◆ **Directions for this task**: Continue the film reviews below, which discuss Sebastian Buerkner's Aykan and Inger Lise Hansen's Tåke, from the point where they stop.

Occular dissonance in Sebastian Buerkner’s Aykan.
The only visual cinematic experience I can compare to the effect created in Sebastian Buerkner’s mind-scrambling Aykan is during Godard’s Goodbye to Language 3D when what initially appears to be a traditional stereoscopic image is pulled apart by the individual image for each eye panning in different directions. Watching that moment in Godard’s film was almost painful and before the screening of Aykan the audience were warned to let the film wash over you rather than trying to process the detail of what was on screen, to save us dislocating an eye socket. Unlike in Goodbye to Language 3D, here images aren’t pulled apart, they’re overlaid. This is, in essence, one of cinemas oldest tricks - double exposure - but in the context that your mind, through polarized 3D glasses, is attempting to bend the two layers into a single multidimensional whole. It’s impossible to resist closing one eye at time to see the often similar yet different shots, but it is the effect, of seeing something that seems at once familiar and alien, and which your brain is desperately trying to parse, that makes Aykan - an attempt to convey the dissonance of being an immigrant in a foreign city - such a striking and memorable work.
The enveloping silence of Inger Lise Hansen’s Tåke
Inger Lise Hansen’s Tåke (2018) is study in landscape as defined by enveloping fog (‘Fog’ is also the title in translation). It’s a mysterious, mournful peer into the rolling grey as it consumes the Azores, Oslo, Beijing, and Newfoundland - a considerably less lovestruck work than Tony Chun-Hui Wu’s The Legend in the Mist - that sees the screen inhabiting a psychological space of loss. There is an explicit sense of loss in the passing of the film’s producer during production, and a visual sense of it in the disappearing of topography into the fog. “I have also a loss of hearing that comes into the soundtrack,” Hansen explained in the post-screening Q&A. The sound design is perhaps Tåke’s most striking element, an ongoing loss of audible frequencies mimicking the noice cancellation of fog, but also the director’s encroaching deafness. This knowledge imbues the work with a lingering poignancy that it might not have otherwise had. The silence is retrospectively deafening.

◆ **Records**:
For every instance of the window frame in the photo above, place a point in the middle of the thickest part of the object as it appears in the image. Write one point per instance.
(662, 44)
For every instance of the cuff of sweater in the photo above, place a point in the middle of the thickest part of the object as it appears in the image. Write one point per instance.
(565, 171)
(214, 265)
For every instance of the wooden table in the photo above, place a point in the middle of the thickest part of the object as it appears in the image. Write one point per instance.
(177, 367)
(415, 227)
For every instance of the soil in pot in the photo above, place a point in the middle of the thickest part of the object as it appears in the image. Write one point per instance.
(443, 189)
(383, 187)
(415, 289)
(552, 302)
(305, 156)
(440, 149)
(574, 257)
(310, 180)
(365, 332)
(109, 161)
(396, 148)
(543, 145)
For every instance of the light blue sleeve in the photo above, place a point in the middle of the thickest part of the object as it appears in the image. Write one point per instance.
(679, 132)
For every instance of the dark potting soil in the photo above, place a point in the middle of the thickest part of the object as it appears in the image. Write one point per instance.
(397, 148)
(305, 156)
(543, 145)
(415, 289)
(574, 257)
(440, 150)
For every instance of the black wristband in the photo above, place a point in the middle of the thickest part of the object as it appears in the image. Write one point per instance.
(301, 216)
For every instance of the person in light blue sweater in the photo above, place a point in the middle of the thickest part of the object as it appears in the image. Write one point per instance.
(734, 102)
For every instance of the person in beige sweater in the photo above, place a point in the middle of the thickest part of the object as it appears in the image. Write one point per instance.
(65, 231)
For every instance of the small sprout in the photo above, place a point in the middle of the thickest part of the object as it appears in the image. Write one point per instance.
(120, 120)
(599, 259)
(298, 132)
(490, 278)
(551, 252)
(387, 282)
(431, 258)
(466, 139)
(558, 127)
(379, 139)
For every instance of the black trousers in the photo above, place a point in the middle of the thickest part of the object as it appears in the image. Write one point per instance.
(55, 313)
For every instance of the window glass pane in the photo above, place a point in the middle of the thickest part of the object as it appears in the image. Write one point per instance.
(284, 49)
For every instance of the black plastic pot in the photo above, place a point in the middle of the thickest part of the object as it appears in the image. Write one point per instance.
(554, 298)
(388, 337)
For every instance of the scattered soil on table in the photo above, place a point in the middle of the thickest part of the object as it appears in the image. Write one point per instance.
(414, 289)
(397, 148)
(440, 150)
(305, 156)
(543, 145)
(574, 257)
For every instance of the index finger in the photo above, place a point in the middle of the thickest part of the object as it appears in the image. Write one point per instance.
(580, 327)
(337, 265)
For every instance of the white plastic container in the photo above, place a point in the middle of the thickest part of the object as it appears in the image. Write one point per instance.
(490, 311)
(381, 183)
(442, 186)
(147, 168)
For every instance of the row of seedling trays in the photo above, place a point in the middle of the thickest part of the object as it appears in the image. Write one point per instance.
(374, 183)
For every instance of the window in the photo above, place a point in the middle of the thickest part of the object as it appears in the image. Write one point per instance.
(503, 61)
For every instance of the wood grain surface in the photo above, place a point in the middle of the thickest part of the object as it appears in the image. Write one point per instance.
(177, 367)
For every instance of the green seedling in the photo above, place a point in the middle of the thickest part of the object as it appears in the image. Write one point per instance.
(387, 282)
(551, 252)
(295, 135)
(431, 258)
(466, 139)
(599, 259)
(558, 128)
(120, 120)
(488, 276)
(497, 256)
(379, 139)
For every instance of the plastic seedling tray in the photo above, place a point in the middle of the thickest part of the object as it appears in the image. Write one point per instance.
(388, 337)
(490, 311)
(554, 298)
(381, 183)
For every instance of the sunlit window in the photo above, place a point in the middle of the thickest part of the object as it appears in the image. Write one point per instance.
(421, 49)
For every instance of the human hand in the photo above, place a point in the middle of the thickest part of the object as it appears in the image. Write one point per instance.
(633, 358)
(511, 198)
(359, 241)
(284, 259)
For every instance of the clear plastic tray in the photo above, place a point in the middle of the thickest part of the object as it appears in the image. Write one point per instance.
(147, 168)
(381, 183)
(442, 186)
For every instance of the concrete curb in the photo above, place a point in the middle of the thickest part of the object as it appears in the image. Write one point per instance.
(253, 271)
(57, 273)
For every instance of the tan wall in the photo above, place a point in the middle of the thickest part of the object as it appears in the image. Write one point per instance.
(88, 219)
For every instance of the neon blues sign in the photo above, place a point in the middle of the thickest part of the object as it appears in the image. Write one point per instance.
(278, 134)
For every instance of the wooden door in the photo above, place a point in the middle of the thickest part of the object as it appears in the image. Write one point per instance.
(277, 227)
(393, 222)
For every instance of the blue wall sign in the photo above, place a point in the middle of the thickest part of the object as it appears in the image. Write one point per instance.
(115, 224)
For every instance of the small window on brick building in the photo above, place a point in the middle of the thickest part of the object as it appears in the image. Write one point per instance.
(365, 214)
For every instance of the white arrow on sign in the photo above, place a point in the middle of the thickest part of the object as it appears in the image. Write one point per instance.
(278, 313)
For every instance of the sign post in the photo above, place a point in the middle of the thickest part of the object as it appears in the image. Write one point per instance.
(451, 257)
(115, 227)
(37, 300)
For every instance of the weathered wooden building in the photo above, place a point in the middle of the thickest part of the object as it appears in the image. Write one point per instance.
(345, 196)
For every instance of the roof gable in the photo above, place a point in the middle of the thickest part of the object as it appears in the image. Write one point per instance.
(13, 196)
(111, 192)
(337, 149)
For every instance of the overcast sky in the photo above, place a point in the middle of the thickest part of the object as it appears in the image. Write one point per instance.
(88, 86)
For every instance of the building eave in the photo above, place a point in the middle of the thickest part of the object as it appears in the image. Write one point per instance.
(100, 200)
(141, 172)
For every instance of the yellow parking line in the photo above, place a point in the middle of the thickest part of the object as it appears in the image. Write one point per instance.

◆ **Result of this task**:
Combustion and desire in Sami van Ingen’s Flame
In 2015, at La Cinémathèque Française in Paris, some nitrate film was found that held a short sequence from the middle of a lost Finnish film, Teuvo Tulio’s Silja - Fallen Asleep When Young (1937). From scans of the deteriorated remains, Sami van Ingen has constructed a “fragmentary melodrama” complete with the surviving stock’s imperfections. By slowing the footage down the nature of the warping and damage to the film becomes mesmerising - as seen in similar work by Bill Morrison - but here the fact that the rest of the film was lost in a studio fire in 1959 changes our perception. Instead of seeing the ravages of time, we see the ravages of heat; the browning of the stocks starts to look like singing, the cracking of the image is the bubbling of burning nitrate. The fact that the scenes involve furtive interactions between men and women drawn out over prolonged glances gives the impression that desire is literally burning up the screen. Even the drying of a mug becomes a sensual act.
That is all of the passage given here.